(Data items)

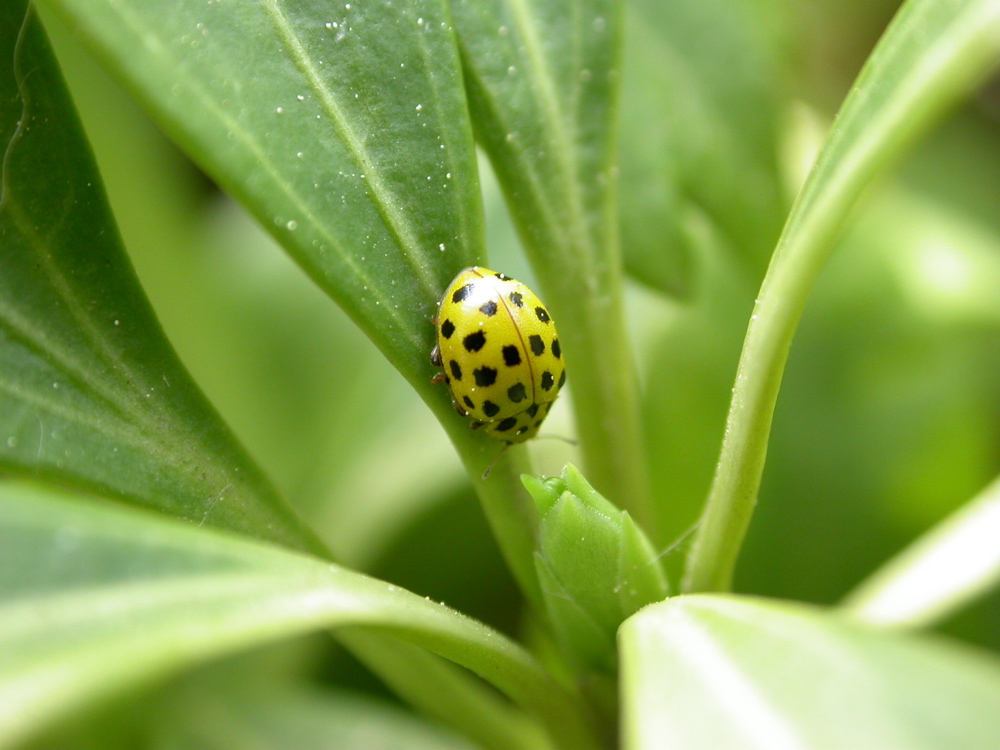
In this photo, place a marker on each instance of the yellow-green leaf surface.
(954, 563)
(543, 79)
(95, 598)
(344, 129)
(91, 393)
(215, 716)
(341, 126)
(933, 53)
(728, 672)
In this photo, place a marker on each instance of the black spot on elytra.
(486, 376)
(474, 341)
(516, 393)
(537, 345)
(506, 424)
(461, 293)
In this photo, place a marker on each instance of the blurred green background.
(889, 416)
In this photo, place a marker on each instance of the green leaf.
(730, 672)
(96, 598)
(222, 716)
(595, 566)
(345, 131)
(954, 563)
(703, 83)
(342, 128)
(90, 391)
(543, 81)
(934, 53)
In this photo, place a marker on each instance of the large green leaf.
(543, 80)
(934, 52)
(96, 598)
(726, 672)
(343, 128)
(955, 562)
(90, 391)
(703, 84)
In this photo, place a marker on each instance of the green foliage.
(160, 587)
(595, 565)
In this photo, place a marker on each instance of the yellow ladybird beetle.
(500, 354)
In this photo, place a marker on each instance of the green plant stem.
(932, 54)
(506, 504)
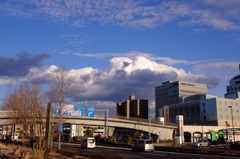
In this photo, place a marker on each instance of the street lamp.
(149, 118)
(226, 130)
(202, 125)
(232, 124)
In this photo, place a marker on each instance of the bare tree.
(26, 107)
(59, 94)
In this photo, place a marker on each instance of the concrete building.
(233, 90)
(133, 107)
(174, 93)
(207, 110)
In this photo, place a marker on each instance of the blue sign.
(90, 112)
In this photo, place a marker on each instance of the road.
(127, 152)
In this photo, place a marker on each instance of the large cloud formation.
(137, 75)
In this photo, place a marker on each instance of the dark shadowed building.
(133, 107)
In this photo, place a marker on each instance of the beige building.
(170, 93)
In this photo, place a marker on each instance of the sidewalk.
(25, 148)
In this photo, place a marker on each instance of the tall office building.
(133, 107)
(233, 90)
(174, 92)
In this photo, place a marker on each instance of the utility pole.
(106, 125)
(48, 130)
(149, 118)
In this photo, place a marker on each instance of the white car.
(143, 145)
(201, 143)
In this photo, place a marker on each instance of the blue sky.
(117, 48)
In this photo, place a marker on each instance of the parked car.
(235, 145)
(201, 143)
(88, 142)
(143, 145)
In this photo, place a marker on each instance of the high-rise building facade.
(133, 107)
(233, 90)
(174, 92)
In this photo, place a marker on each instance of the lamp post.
(202, 125)
(149, 118)
(232, 124)
(226, 130)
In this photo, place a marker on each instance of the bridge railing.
(152, 121)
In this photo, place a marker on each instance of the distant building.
(233, 90)
(202, 109)
(174, 93)
(133, 107)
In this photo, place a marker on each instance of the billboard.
(90, 112)
(74, 111)
(78, 111)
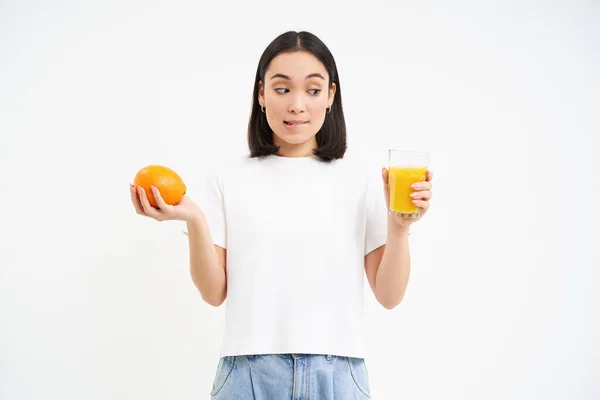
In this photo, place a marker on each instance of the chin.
(291, 138)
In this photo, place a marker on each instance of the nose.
(296, 104)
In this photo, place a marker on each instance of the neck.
(296, 150)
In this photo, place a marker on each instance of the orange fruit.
(168, 182)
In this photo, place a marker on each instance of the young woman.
(287, 234)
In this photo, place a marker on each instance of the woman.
(287, 234)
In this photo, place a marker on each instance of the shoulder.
(363, 170)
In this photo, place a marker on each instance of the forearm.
(205, 268)
(394, 270)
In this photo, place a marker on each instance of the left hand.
(421, 196)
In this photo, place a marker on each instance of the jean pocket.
(223, 373)
(360, 375)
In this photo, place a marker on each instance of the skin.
(295, 88)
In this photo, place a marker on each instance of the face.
(295, 95)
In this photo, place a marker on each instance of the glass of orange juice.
(405, 168)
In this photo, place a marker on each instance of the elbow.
(390, 304)
(213, 301)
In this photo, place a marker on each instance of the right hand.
(186, 210)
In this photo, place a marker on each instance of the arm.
(207, 262)
(388, 267)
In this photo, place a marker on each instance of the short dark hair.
(331, 138)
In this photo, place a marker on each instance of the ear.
(261, 93)
(332, 91)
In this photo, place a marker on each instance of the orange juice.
(400, 181)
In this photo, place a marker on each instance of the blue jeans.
(291, 377)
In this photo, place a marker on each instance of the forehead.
(297, 65)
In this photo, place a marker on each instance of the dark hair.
(331, 138)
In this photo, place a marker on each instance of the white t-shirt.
(296, 232)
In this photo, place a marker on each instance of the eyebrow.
(314, 75)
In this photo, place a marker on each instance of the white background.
(97, 302)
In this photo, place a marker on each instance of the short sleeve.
(213, 207)
(376, 214)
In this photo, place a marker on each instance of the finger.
(148, 209)
(385, 175)
(160, 202)
(425, 195)
(422, 186)
(136, 200)
(421, 203)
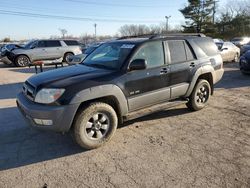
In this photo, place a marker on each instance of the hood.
(67, 76)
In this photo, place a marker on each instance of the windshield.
(30, 44)
(109, 55)
(90, 49)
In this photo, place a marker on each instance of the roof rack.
(155, 36)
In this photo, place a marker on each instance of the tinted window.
(153, 53)
(177, 51)
(109, 55)
(41, 44)
(189, 53)
(53, 43)
(71, 42)
(207, 45)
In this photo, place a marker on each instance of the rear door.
(149, 86)
(39, 51)
(182, 65)
(53, 48)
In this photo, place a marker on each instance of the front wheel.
(200, 95)
(22, 61)
(95, 125)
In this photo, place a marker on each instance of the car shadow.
(32, 69)
(21, 145)
(233, 79)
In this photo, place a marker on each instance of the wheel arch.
(110, 94)
(18, 55)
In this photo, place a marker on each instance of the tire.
(66, 56)
(22, 61)
(95, 125)
(200, 95)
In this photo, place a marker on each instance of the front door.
(53, 49)
(149, 86)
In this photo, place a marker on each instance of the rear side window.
(53, 43)
(177, 51)
(152, 52)
(71, 42)
(41, 44)
(207, 45)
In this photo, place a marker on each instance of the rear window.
(207, 45)
(53, 43)
(71, 42)
(177, 51)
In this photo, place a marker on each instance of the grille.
(29, 90)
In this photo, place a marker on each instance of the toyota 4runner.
(37, 50)
(122, 80)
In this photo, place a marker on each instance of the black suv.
(121, 80)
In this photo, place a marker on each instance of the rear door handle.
(164, 70)
(192, 64)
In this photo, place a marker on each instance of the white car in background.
(38, 50)
(228, 51)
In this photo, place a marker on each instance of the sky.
(79, 16)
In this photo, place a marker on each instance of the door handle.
(192, 64)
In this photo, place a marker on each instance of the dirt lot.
(173, 148)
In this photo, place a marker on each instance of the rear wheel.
(95, 125)
(236, 58)
(200, 95)
(67, 56)
(22, 61)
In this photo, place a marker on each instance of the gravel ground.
(173, 148)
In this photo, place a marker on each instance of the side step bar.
(153, 109)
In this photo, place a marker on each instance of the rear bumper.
(61, 116)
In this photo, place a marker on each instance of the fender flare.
(102, 91)
(202, 70)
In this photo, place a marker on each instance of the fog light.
(45, 122)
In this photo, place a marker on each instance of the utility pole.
(167, 18)
(95, 25)
(214, 11)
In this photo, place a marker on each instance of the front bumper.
(61, 116)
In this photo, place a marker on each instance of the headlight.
(47, 96)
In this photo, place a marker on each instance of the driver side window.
(41, 44)
(152, 52)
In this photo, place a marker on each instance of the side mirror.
(138, 64)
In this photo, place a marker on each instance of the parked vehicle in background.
(122, 80)
(76, 59)
(245, 63)
(228, 51)
(44, 50)
(218, 40)
(245, 48)
(239, 41)
(4, 50)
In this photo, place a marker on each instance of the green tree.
(199, 16)
(7, 39)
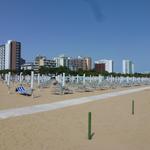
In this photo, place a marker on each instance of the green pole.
(89, 126)
(132, 107)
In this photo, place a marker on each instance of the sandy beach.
(114, 126)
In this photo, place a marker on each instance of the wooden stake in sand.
(32, 82)
(132, 107)
(84, 79)
(20, 78)
(8, 82)
(63, 80)
(77, 78)
(89, 126)
(38, 80)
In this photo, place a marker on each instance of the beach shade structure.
(21, 90)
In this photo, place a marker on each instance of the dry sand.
(44, 96)
(114, 126)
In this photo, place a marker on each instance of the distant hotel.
(104, 65)
(10, 55)
(128, 67)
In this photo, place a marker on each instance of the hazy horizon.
(101, 29)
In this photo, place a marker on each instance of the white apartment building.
(109, 65)
(128, 67)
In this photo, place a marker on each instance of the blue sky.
(111, 29)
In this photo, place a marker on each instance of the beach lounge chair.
(21, 90)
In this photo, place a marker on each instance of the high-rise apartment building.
(128, 67)
(84, 63)
(62, 60)
(108, 65)
(43, 61)
(10, 55)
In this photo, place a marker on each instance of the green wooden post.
(132, 107)
(89, 126)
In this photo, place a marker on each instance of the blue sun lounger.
(21, 90)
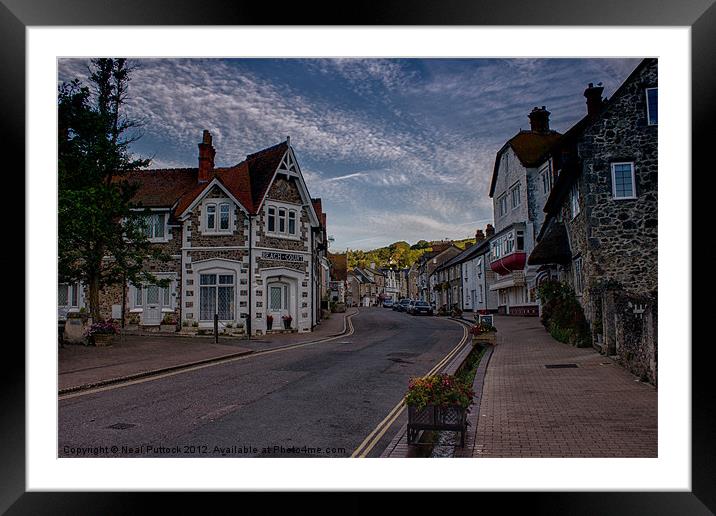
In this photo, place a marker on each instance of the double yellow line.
(158, 376)
(376, 435)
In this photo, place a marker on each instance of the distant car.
(421, 307)
(402, 305)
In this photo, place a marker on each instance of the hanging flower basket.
(483, 333)
(437, 402)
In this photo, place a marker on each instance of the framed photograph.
(293, 176)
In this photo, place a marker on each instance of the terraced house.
(244, 242)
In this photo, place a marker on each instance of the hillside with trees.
(398, 254)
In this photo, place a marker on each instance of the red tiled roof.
(247, 182)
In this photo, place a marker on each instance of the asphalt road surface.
(320, 400)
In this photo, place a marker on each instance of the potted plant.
(483, 333)
(102, 333)
(437, 402)
(169, 323)
(133, 320)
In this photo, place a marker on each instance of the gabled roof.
(473, 250)
(177, 188)
(553, 247)
(529, 146)
(570, 174)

*What to work on*.
Output the lines from the one with "the gabled roof." through the end of the records above, exactly, including both ends, and nothing besides.

*Response*.
In this photo, place a marker on each instance of the gabled roof.
(473, 250)
(177, 188)
(553, 247)
(529, 146)
(570, 174)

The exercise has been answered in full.